■ What the task asks: According to the GitHub repository settings text, which branch serves as the collaboration branch by default?

■ Reading passage:

····················

If you encounter the error Failed to list GitHub repositories. Please make sure the account name is correct and you have permission to perform the action., ensure you're using the correct owner name, and not the GitHub repository URL.

Screenshot showing GitHub Configure a repository using enterprise server pane.

GitHub repository settings

The configuration pane shows the following GitHub repository settings:

Setting Description Value
Repository Type The type of the Azure Repos code repository. GitHub
Use GitHub Enterprise Server Checkbox to select GitHub Enterprise Server. unselected (default)
GitHub Enterprise Server URL The GitHub Enterprise root URL (must be HTTPS for local GitHub Enterprise server). For example: https://github.mydomain.com. Required only if Use GitHub Enterprise Server is selected <your GitHub Enterprise Server URL>
GitHub repository owner GitHub organization or account that owns the repository. This name can be found from https://github.com/{owner}/{repository name}. Navigating to this page prompts you to enter GitHub OAuth credentials to your GitHub organization or account. If you select Use GitHub Enterprise Server, a dialog box appears to let you enter your access token. <your GitHub repository owner name>
Repository Name Your GitHub code repository name. GitHub accounts contain Git repositories to manage your source code. You can create a new repository or use an existing repository that's already in your account. Specify your GitHub code repository name when you select Select repository. <your repository name>
Git repository link Your GitHub code repository link. Specify your GitHub code repository link when you select Use repository link. <your repository link>
Collaboration branch Your GitHub collaboration branch that is used for publishing. By default, it's main. Change this setting in case you want to publish resources from another branch. You can also create a new collaboration branch here. <your collaboration branch>
Publish branch The branch in your repository where publishing-related ARM templates are stored and updated. <your publish branch name>
Root folder Your root folder in your GitHub collaboration branch. <your root folder name>
Import existing resources to repository Specifies whether to import existing data factory resources from the UX authoring canvas into a GitHub repository. Select the box to import your data factory resources into the associated Git repository in JSON format. This action exports each resource individually (that is, the linked services and datasets are exported into separate JSONs). When this box isn't selected, the existing resources aren't imported. Selected (default)

····················

[A run of rows]

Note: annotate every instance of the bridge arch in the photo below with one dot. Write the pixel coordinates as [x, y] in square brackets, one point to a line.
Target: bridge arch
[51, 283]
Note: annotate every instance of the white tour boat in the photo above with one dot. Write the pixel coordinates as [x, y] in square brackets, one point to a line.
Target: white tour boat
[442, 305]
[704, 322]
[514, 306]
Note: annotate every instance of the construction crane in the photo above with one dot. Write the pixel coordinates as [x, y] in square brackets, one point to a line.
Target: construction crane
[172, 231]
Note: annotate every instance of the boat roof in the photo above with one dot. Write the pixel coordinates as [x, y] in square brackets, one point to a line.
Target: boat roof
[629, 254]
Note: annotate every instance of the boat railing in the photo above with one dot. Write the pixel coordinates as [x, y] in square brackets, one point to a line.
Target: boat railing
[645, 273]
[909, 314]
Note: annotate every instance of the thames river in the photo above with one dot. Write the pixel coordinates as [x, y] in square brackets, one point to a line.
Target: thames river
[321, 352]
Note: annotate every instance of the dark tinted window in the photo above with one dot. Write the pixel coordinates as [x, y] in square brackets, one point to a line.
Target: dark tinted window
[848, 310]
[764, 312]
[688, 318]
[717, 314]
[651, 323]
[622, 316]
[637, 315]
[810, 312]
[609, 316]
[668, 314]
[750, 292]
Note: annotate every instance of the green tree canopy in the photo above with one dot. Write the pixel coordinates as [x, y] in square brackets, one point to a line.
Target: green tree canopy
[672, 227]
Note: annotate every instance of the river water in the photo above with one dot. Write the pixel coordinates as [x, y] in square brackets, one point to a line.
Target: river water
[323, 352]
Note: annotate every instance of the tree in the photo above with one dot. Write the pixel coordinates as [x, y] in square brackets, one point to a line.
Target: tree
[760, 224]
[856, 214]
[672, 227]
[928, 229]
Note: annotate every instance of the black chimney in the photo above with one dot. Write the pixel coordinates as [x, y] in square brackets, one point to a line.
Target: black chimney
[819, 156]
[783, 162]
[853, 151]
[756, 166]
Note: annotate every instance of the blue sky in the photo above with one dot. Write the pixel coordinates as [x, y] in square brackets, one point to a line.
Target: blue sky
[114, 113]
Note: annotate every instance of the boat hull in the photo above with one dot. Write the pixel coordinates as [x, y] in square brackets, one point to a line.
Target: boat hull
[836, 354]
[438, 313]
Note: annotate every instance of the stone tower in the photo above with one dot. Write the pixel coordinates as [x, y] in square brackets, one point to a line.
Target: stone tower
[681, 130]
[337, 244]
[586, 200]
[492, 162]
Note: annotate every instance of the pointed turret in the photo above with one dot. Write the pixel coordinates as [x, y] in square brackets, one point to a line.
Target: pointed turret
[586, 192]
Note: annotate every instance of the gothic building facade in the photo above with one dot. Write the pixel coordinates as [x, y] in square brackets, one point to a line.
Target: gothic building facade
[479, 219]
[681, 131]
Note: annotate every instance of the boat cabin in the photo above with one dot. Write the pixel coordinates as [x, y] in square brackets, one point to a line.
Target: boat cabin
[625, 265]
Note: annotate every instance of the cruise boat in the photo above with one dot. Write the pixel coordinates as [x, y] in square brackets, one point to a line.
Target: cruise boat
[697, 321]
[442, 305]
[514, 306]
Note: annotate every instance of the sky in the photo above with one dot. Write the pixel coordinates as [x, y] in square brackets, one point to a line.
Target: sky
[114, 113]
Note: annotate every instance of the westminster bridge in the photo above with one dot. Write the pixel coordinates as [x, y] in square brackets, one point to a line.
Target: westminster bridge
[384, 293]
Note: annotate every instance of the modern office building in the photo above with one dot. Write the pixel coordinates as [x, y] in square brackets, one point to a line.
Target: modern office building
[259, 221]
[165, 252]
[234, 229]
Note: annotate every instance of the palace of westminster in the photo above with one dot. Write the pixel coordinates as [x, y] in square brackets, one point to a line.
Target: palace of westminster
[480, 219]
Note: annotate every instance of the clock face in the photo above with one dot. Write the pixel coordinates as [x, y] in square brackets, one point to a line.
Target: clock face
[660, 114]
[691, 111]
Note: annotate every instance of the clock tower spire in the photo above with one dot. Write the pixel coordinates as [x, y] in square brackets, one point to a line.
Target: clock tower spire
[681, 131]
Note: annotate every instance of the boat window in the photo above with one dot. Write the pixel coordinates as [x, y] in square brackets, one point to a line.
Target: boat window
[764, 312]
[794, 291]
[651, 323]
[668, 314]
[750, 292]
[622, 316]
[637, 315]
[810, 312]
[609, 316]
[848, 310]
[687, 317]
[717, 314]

····················

■ Finished answer: The main branch.